┌──

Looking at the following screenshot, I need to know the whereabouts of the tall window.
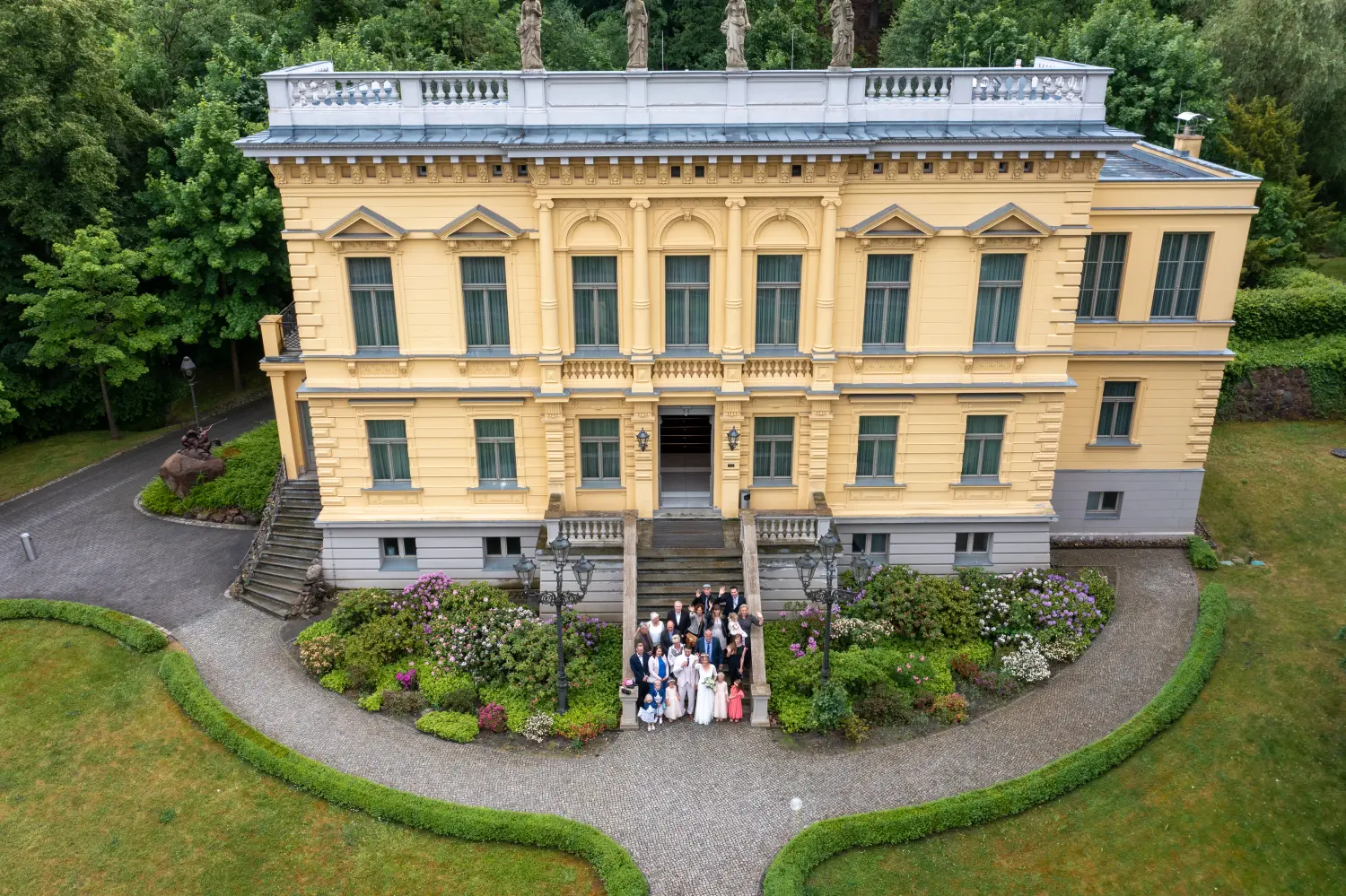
[1149,233,1211,318]
[756,256,801,346]
[1076,233,1127,318]
[581,420,622,487]
[855,417,898,482]
[664,256,711,349]
[864,256,912,346]
[1098,382,1136,444]
[963,414,1006,481]
[346,258,398,349]
[571,256,616,347]
[463,257,509,349]
[476,420,519,486]
[365,420,412,487]
[972,255,1025,346]
[753,417,794,483]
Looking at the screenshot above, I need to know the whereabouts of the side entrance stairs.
[240,479,323,619]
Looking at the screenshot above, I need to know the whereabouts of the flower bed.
[764,567,1114,742]
[295,573,622,744]
[140,420,280,526]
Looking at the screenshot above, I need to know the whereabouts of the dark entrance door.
[660,406,715,509]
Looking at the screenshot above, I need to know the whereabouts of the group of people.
[629,584,762,731]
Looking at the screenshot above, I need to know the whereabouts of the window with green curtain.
[462,256,509,349]
[855,417,898,482]
[365,420,412,486]
[1149,233,1211,318]
[756,256,802,346]
[346,258,398,349]
[581,419,622,486]
[571,256,616,349]
[972,253,1025,346]
[963,414,1006,479]
[664,256,711,349]
[863,256,912,346]
[753,417,794,483]
[1098,381,1138,443]
[1076,233,1127,319]
[476,420,519,486]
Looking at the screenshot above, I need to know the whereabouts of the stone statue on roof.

└──

■ Goal: Rewrite everything from the start of the listing down to and including the line containing "[240,479,323,619]", changing "whereabouts" to "location" and keeping everything else the same. Leave the pictures out of your answer.

■ Complete response:
Looking at the following screenshot, I need to know the location of the tall window.
[1149,233,1211,318]
[756,256,801,346]
[1076,233,1127,318]
[581,420,622,487]
[855,417,898,482]
[664,256,711,349]
[864,256,912,346]
[1098,382,1136,444]
[963,414,1006,481]
[346,258,398,349]
[571,256,616,347]
[463,257,509,349]
[476,420,519,486]
[365,420,412,487]
[972,255,1025,346]
[753,417,794,483]
Looking at the screenshot above, I need to know the location of the side entrance stairs.
[240,479,323,619]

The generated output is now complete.